BRIEF: Please write back every entry exactly, character for character.

STUDY MATERIAL:
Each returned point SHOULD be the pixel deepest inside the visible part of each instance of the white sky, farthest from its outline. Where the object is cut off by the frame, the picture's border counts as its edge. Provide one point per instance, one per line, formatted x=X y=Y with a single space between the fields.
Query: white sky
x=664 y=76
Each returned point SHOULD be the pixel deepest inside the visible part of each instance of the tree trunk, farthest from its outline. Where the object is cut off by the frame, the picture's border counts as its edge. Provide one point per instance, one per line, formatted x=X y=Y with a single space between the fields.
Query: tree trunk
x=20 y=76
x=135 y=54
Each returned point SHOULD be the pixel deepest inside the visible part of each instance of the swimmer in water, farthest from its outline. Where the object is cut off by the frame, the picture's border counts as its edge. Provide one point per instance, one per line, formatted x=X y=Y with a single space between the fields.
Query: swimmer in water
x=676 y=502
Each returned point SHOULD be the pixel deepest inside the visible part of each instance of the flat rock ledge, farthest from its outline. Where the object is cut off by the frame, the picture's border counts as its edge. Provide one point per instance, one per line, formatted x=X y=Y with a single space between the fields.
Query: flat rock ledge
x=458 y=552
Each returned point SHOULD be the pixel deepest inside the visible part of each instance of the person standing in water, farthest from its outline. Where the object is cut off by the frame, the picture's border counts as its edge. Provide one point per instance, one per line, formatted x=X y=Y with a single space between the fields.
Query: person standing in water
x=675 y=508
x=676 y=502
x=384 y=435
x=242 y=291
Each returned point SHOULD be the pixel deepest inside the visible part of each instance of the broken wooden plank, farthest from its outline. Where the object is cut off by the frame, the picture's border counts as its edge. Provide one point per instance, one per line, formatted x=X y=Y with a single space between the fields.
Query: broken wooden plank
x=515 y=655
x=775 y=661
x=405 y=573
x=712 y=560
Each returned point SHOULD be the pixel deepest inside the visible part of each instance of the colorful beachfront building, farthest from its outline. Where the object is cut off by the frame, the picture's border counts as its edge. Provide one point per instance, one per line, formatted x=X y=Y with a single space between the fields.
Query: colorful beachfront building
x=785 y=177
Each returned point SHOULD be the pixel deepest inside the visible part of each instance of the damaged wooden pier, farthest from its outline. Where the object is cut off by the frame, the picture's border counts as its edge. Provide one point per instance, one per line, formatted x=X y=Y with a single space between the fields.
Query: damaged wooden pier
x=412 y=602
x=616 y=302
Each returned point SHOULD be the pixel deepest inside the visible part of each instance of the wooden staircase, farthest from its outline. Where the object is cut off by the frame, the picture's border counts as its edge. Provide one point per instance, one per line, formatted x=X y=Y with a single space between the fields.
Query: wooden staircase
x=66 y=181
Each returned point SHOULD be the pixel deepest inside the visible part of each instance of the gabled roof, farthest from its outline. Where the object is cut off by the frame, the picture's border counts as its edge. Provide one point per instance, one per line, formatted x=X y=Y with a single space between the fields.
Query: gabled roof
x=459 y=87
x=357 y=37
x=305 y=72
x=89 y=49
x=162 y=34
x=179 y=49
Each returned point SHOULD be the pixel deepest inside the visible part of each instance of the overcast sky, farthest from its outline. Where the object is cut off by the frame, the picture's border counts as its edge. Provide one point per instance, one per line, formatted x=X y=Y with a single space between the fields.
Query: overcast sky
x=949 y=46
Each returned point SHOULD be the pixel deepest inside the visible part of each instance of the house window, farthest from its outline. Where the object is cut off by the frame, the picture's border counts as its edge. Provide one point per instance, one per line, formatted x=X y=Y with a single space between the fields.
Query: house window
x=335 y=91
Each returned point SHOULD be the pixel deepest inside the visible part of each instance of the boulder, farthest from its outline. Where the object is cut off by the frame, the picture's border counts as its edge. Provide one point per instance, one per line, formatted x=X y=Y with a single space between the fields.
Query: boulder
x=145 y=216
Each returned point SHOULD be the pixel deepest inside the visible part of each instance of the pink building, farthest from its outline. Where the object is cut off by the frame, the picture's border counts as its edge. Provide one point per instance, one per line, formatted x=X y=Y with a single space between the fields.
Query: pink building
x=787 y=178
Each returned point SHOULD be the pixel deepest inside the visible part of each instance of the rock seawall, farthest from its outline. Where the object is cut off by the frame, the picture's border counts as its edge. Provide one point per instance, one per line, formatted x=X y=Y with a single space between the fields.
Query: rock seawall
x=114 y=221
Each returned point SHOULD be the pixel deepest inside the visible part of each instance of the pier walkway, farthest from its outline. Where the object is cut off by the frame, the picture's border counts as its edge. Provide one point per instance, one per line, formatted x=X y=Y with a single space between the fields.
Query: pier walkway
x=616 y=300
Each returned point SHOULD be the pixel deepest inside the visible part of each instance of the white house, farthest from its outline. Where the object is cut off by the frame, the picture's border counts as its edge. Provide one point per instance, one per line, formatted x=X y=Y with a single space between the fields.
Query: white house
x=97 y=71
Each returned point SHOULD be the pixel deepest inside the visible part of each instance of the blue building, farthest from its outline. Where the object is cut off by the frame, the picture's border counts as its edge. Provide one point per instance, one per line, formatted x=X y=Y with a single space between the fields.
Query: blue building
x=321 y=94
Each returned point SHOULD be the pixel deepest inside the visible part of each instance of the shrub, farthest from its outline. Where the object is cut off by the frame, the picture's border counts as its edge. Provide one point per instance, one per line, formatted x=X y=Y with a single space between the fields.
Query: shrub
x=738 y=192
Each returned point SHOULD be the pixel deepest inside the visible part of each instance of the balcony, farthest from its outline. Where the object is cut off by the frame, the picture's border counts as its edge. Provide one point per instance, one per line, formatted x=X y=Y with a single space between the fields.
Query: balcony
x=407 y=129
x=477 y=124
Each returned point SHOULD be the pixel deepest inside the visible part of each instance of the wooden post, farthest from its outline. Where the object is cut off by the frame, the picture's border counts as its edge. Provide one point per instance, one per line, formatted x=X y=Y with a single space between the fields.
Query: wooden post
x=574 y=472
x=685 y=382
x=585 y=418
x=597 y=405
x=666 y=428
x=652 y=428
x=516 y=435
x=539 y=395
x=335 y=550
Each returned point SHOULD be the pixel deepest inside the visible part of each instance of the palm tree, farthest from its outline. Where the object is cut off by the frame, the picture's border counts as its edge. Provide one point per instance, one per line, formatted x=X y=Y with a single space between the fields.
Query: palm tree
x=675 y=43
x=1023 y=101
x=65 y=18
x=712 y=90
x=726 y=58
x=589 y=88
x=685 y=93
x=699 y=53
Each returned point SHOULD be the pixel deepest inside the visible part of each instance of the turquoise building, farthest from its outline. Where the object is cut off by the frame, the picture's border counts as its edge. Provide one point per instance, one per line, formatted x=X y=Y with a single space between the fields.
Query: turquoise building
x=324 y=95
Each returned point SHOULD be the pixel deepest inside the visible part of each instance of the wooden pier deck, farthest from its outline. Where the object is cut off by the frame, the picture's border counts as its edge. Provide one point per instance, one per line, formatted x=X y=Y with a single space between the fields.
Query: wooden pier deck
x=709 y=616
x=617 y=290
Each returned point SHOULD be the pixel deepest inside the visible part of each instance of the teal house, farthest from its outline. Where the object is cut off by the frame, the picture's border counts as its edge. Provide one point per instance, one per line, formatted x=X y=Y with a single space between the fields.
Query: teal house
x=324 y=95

EXERCISE SOLUTION:
Each returned point SHOULD be the pixel deepest inside the visible part of each instance of the white sky, farthest from its outline. Where the object is cut off by the frame, the picture's border counts as its edge. Provide one point per instance, one per line, formatted x=X y=Y with a single space between the fields.
Query: white sky
x=664 y=76
Each returned point SHOULD be the pixel deepest inside the visible part of each instance of the tree trunk, farthest from its outline. Where the object is cut off by the frame, the picture's border counts as its edge. Provide one point per instance, one per line, formatted x=X y=Y with a single space between the fields.
Query: tree trunk
x=20 y=76
x=135 y=54
Each returned point SHOULD be the pixel deepest inside the visible part of each instance of the swimmer in water, farthest from its outline. Where the object is cut off by the frame, the picture's border counts as its edge. Provide one point per instance, one per line, formatted x=X y=Y with a single space between the fields.
Query: swimmer in water
x=676 y=502
Each returned point SHOULD be the pixel deepest inside the visible part of each instance of the flat rock ledge, farthest from its outline. Where the object is cut off by the frame, the picture's border counts as its edge. Provide one point per instance, one per line, formatted x=X y=Y with a single space between the fields.
Query: flat rock ledge
x=458 y=552
Each returned point SHOULD be the pixel deepest inside the visible part of each instance of the person standing in water, farthest from its outline. Where the object is cut off by the frame, the picture's border counts as its edge. Provide one point per instance, one per line, formatted x=X y=Y with a single space between the fields.
Query: person standing in water
x=675 y=508
x=676 y=502
x=384 y=435
x=242 y=291
Each returned point SHOULD be the pixel deepest inside the visible part of each instance of the broken wooden plank, farthest from its outline. Where the object is cut off by the frame, the picture's border counts as its edge. Provide one point per instance, one per line, formatted x=X y=Y with a single space between the fields.
Query: broken wooden plank
x=515 y=655
x=775 y=661
x=405 y=573
x=712 y=560
Each returned point SHOULD be the pixel deepest inside the visible part of each instance of the colorful beachfront building, farthest from its outline. Where the object is cut off by the frame, the picture's border counts as its edge. Provide one point per instance, one per line, formatted x=X y=Y with a single space between the fields.
Query: colorful beachfront building
x=785 y=177
Each returned point SHOULD be the pixel deepest inside the visible part of each instance of the damaged wooden pier, farthest from its outline. Where the object is cut off by the frame, the picture's border counts as its edge. Provide one point per instance, one per line, formatted x=X y=Y with a single space between the fields.
Query: damaged wooden pier
x=412 y=602
x=616 y=302
Each returned point SHOULD be the pixel deepest inside the visible part of each instance of the wooden staircase, farthest from its outline. Where the object is cut off by the frame, the picture's border counts as its edge. Provide one point per instance, one per line, formatted x=X y=Y with a single space between the fields.
Query: wooden staircase
x=66 y=181
Each returned point SHOULD be the pixel deepest inside the visible part of each instance of the gabled roof, farthest from its outline. Where the object is cut off by the frame, the picture's border counts as its edge. Provide one point per instance, one per line, formatted x=X y=Y with a single space between the fields.
Query: gabled roof
x=459 y=87
x=357 y=37
x=305 y=72
x=89 y=49
x=162 y=34
x=179 y=49
Each returned point SHOULD be the pixel deepest inside the visible part of each instance of the overcast sky, farthest from its outline. Where the object is cut off by the frame, the picture's border counts as its edge. Provide one point per instance, one per line, formatted x=X y=Y with a single space between the fields.
Query: overcast sky
x=949 y=46
Each returned point SHOULD be the pixel deepest inside the visible part of each instance of the house window, farthest from its outline. Where the object is cut off by the frame, the picture's border counts as its edge. Provide one point per instance, one per line, formatted x=X y=Y with a single space between the fields.
Query: house window
x=335 y=91
Each returned point SHOULD be the pixel deepest inside the visible part of each instance of the boulder, farthest from its outline. Where the object is cut off by the frame, the picture's border counts as its edge. Provide one point per instance, one per line, formatted x=X y=Y with a single space between the fields.
Query: boulder
x=145 y=216
Each returned point SHOULD be the pixel deepest inside the visible part of each instance of the pink building, farthest from its outline. Where the object is cut off by the frame, the picture's border counts as its edge. Provide one point per instance, one per line, formatted x=X y=Y with a single space between the fields.
Query: pink building
x=787 y=178
Each returned point SHOULD be the pixel deepest inside the visible part of each instance of the rock seawall, farthest from its outline. Where the object is cut off by the frame, the picture's border counts as its edge. Provide one point per instance, one per line, formatted x=X y=Y with a single space between the fields.
Query: rock seawall
x=114 y=221
Each returned point SHOULD be the pixel deepest inside the visible part of each instance of the pier walkway, farthest from its outline. Where the object is cut off by the frame, the picture's border counts as its edge. Provide one point per instance, one per line, formatted x=X y=Y with a single space between the fields.
Query: pier walkway
x=616 y=300
Each returned point SHOULD be the pixel deepest inside the visible part of each instance of the white house, farthest from its outline. Where the object is cut off by the frame, the picture's border counts as its edge. Provide one point per instance, one per line, formatted x=X y=Y with a single space between the fields.
Query: white house
x=97 y=71
Each returned point SHOULD be the pixel deepest inside the visible part of each instance of the blue building, farthest from its outline. Where the object is cut off by the frame, the picture's border counts as its edge. Provide one point per instance, one per line, formatted x=X y=Y with a single space between the fields.
Query: blue building
x=321 y=94
Each returned point SHOULD be the pixel deepest inside the visible part of each instance of the shrub, farthest from its outline. Where the object is cut off by the frame, the picture's border counts as its edge. Provide one point per instance, one per line, formatted x=X y=Y with a single space between the fields.
Query: shrub
x=738 y=192
Each returned point SHOULD be the pixel deepest inside the visible part of each instance of the balcony, farthest from its outline. Where the object is cut off by the frame, the picture's border counts as its edge. Provide one point per instance, one per line, formatted x=X y=Y with a single space between the fields.
Query: balcony
x=407 y=129
x=477 y=124
Each returned point SHOULD be the pixel deepest inside the visible part of each instance of the wooden post, farthest from its outline. Where the object is cut off by the frame, the picture's border counts as its edge. Provide one point per instance, one per line, formatted x=X y=Y with a single space between the fields.
Query: wooden post
x=574 y=472
x=685 y=382
x=585 y=418
x=597 y=405
x=666 y=428
x=652 y=428
x=516 y=435
x=539 y=395
x=335 y=550
Each returned point SHOULD be the pixel deepest inside the visible part of each instance of the palm tree, farthest from its outline. Where the object is cut off by the frame, the picture's border counts as its edge. Provide one point per instance, one per line, formatted x=X y=Y with a single space between the fields.
Query: palm tree
x=675 y=43
x=1023 y=101
x=65 y=18
x=712 y=90
x=726 y=58
x=589 y=88
x=685 y=93
x=699 y=53
Each returned point SHOULD be the pixel deepest inside the visible part of each instance of the turquoise building, farthest from its outline. Where the object is cut off by the frame, the picture's border counts as its edge. Provide one point per instance, one per line, formatted x=X y=Y with a single space between the fields.
Query: turquoise building
x=324 y=95
Each returned point SHOULD be the pixel deepest inside the visible part of each instance of the wooden pier deck, farthest from its outline. Where the object is cut off by the frame, the picture's border counts as its edge. Provide one point per instance, one per line, formatted x=X y=Y with a single space between the fields.
Query: wooden pier deck
x=709 y=616
x=617 y=290
Each returned point SHOULD be the pixel deepest inside the visible part of each instance of the teal house, farthest from its outline. Where the object is cut off by the frame, the picture's border counts as its edge. Provide one point per instance, one per line, formatted x=X y=Y with a single space between the fields.
Query: teal house
x=324 y=95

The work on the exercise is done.